**GIVEN ENTRIES:**
BEGIN
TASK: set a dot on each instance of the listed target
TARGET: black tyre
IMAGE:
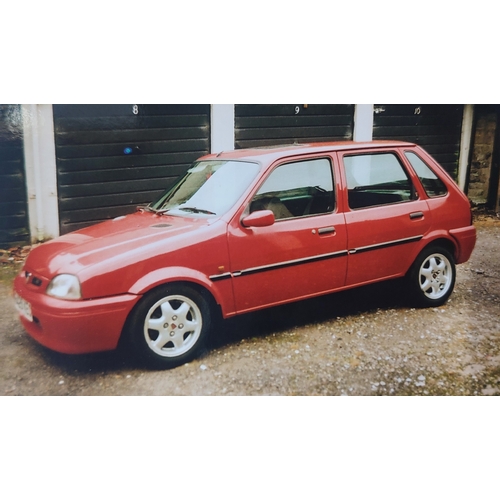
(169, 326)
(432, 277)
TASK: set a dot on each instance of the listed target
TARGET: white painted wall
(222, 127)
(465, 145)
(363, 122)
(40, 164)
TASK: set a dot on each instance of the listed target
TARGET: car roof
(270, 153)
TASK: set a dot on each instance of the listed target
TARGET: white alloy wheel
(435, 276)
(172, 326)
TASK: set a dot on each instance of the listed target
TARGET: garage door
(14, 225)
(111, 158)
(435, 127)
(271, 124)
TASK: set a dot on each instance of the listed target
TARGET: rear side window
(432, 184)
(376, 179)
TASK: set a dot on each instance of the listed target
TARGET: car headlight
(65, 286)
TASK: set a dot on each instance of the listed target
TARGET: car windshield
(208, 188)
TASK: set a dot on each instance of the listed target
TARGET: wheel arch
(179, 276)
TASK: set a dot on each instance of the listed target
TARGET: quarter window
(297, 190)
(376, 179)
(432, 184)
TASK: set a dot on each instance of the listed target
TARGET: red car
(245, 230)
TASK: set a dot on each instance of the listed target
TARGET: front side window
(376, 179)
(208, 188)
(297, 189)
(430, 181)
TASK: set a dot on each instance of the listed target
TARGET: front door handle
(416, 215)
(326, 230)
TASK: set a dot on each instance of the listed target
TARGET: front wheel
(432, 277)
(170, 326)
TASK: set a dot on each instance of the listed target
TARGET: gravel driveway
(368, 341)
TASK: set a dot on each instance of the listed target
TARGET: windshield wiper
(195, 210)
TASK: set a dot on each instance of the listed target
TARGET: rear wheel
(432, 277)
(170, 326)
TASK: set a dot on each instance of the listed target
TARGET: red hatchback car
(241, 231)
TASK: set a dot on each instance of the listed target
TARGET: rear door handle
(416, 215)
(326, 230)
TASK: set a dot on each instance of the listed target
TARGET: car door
END
BEGIN
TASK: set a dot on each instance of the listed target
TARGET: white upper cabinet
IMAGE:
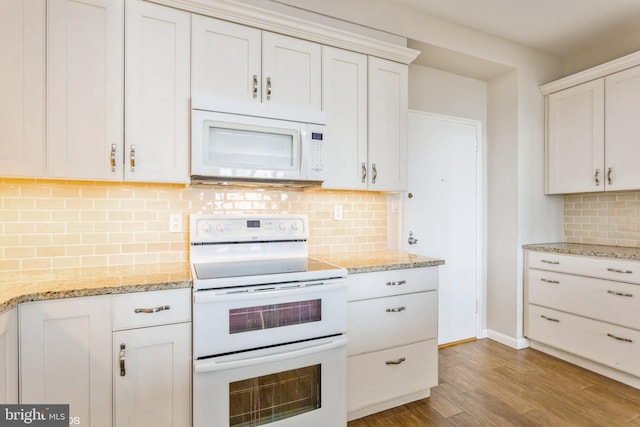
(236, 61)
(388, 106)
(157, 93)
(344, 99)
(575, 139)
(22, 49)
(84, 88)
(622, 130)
END
**DIRECTIONS:** Above this task is a listing. Restate, word for word and with nothing added, the lines from the one with "TARGET: rear side window" through the one with "TARGET: car door".

**RESPONSE:**
TARGET: rear side window
(432, 184)
(376, 179)
TASK: set a dot on each instance of the listed target
TARGET: car headlight
(65, 286)
TASK: set a dot on each instance of the listed target
TARGET: car windshield
(208, 188)
TASK: set a dot on each instance of the listed target
TARGET: wheel arch
(179, 276)
TASK: set a dot on each instance of the listed target
TARGET: quarter window
(297, 190)
(376, 179)
(432, 184)
TASK: set a dot on each instance of the listed target
TARGET: red car
(245, 230)
TASK: set a dot on each instance of the listed target
TARGET: front side window
(376, 179)
(208, 188)
(297, 189)
(430, 181)
TASK: set a dot on each instance of the listed target
TARGET: front door handle
(416, 215)
(326, 230)
TASK: set a dot on each instance of the listed target
TARGET: front wheel
(432, 277)
(170, 326)
TASK: set a dot on each instance of the listed target
TARGET: gravel driveway
(368, 341)
TASK: set a dot on each instance of the listed target
TARGET: windshield wiper
(195, 210)
TASK: set a dot on each instance of the listed target
TARGET: rear wheel
(432, 277)
(170, 326)
TASK: set a dot on each instance of the listed target
TARGET: red hatchback car
(241, 231)
TASK: set a dot on each instance of the listed target
TARGET: rear door handle
(416, 215)
(326, 230)
TASK: set a dot on each instance of the listed target
TARGET: car door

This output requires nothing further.